* [Task instructions]: Reproduce each of the items below verbatim, line for line, with no changes.

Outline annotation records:

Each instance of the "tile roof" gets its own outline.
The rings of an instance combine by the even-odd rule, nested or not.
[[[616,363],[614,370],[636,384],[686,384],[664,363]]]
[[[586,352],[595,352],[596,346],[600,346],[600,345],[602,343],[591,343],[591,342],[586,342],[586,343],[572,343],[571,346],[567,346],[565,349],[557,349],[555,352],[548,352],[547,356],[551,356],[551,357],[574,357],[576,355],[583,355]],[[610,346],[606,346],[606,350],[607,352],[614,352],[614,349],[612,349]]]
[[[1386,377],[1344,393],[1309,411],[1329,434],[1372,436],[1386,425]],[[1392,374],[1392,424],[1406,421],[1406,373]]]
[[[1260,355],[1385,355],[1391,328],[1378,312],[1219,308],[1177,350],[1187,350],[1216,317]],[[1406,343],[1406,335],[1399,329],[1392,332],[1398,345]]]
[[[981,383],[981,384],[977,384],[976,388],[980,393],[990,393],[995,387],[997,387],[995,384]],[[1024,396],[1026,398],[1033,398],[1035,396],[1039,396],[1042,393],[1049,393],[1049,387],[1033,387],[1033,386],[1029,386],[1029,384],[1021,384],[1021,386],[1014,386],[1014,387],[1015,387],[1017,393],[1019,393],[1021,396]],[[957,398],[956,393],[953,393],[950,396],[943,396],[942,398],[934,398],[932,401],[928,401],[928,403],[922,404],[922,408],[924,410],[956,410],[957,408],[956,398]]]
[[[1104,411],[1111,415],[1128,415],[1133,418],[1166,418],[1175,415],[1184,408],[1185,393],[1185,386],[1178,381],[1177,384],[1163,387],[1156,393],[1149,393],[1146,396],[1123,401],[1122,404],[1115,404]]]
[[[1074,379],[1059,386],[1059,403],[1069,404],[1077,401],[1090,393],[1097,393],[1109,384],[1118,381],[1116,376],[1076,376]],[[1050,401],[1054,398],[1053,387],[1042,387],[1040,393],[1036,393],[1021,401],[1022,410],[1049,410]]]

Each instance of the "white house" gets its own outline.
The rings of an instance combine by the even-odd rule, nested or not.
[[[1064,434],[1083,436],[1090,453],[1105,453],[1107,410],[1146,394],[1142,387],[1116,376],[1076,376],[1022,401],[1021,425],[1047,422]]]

* [Exercise answer]:
Each instance of the "tile roof" gets its own outline.
The rings of an instance combine by the even-odd rule, nested or not.
[[[616,363],[614,370],[636,384],[686,384],[664,363]]]
[[[586,352],[595,352],[596,346],[600,346],[600,345],[602,343],[591,343],[591,342],[586,342],[586,343],[572,343],[571,346],[567,346],[565,349],[557,349],[555,352],[548,352],[547,356],[551,356],[551,357],[574,357],[576,355],[583,355]],[[610,346],[606,346],[606,350],[607,352],[614,352],[614,349],[612,349]]]
[[[1386,377],[1344,393],[1309,411],[1329,434],[1372,436],[1386,425]],[[1392,374],[1392,424],[1406,421],[1406,373]]]
[[[1260,355],[1385,355],[1391,328],[1378,312],[1219,308],[1177,350],[1187,350],[1216,317]],[[1406,343],[1406,335],[1399,329],[1392,332],[1398,345]]]
[[[981,383],[981,384],[977,384],[976,388],[980,393],[990,393],[995,387],[997,387],[995,384]],[[1024,396],[1026,398],[1033,398],[1035,396],[1039,396],[1042,393],[1049,393],[1049,387],[1033,387],[1033,386],[1029,386],[1029,384],[1021,384],[1021,386],[1014,386],[1014,387],[1015,387],[1017,393],[1019,393],[1021,396]],[[957,398],[956,393],[953,393],[950,396],[943,396],[942,398],[934,398],[932,401],[928,401],[928,403],[922,404],[922,408],[924,410],[956,410],[957,408],[956,398]]]
[[[1104,411],[1111,415],[1128,415],[1133,418],[1166,418],[1175,415],[1184,408],[1185,393],[1185,386],[1178,381],[1177,384],[1163,387],[1156,393],[1149,393],[1146,396],[1123,401],[1122,404],[1115,404]]]
[[[1074,379],[1059,386],[1059,403],[1069,404],[1077,401],[1090,393],[1097,393],[1109,384],[1118,381],[1116,376],[1076,376]],[[1050,401],[1054,398],[1053,387],[1042,387],[1040,393],[1036,393],[1021,401],[1022,410],[1049,410]]]

Each instance of the "white house" gets its own outline.
The rings of an instance combine by the even-odd rule, nested or not.
[[[1064,434],[1083,436],[1090,453],[1105,453],[1107,410],[1146,394],[1142,387],[1116,376],[1076,376],[1022,401],[1021,425],[1047,422]]]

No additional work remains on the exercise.